# Task to complete:
Filter the entries below down to the lines that hold "vent".
§
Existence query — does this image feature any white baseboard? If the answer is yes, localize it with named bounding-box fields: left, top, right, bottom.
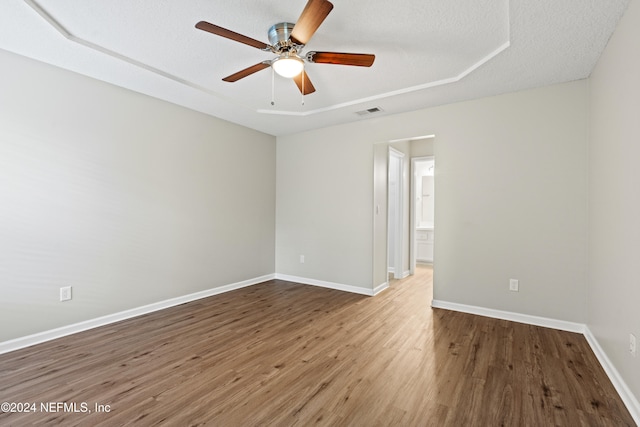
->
left=275, top=273, right=374, bottom=296
left=386, top=270, right=411, bottom=279
left=0, top=274, right=275, bottom=355
left=431, top=299, right=585, bottom=333
left=373, top=281, right=389, bottom=296
left=584, top=327, right=640, bottom=425
left=432, top=299, right=639, bottom=424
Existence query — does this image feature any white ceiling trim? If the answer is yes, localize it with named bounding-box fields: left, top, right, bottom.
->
left=25, top=0, right=510, bottom=118
left=23, top=0, right=243, bottom=108
left=257, top=40, right=511, bottom=117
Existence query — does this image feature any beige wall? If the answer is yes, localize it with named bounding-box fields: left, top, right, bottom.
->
left=0, top=49, right=276, bottom=341
left=277, top=80, right=589, bottom=322
left=429, top=83, right=589, bottom=323
left=411, top=138, right=435, bottom=158
left=589, top=0, right=640, bottom=403
left=276, top=125, right=374, bottom=289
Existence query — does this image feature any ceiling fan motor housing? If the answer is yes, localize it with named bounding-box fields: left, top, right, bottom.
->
left=268, top=22, right=298, bottom=51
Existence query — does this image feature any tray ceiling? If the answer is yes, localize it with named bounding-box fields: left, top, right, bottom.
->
left=0, top=0, right=629, bottom=136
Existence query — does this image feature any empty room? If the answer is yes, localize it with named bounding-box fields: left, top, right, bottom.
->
left=1, top=0, right=639, bottom=425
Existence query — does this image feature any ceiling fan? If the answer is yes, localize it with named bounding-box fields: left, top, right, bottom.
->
left=195, top=0, right=375, bottom=95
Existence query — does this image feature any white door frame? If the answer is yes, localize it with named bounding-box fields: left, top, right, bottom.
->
left=388, top=147, right=405, bottom=280
left=410, top=156, right=434, bottom=274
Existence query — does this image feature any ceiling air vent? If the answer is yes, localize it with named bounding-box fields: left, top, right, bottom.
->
left=355, top=107, right=384, bottom=116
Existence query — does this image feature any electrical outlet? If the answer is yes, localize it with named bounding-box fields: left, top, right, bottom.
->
left=509, top=279, right=519, bottom=292
left=60, top=286, right=72, bottom=302
left=299, top=255, right=305, bottom=264
left=630, top=334, right=637, bottom=357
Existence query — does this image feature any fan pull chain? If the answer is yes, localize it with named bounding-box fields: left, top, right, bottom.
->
left=271, top=66, right=275, bottom=106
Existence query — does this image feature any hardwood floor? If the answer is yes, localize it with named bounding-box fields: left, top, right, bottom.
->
left=0, top=266, right=635, bottom=426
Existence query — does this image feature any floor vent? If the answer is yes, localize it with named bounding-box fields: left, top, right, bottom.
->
left=355, top=107, right=384, bottom=116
§
# Result of this exercise:
Existence query — does this image feature any ceiling air vent? If the answer is yes, localize it with named bounding-box fields: left, top, right, bottom.
Existence query — does this image feature any floor vent? If the answer is yes, localize it with named bounding-box fields: left, top, right, bottom.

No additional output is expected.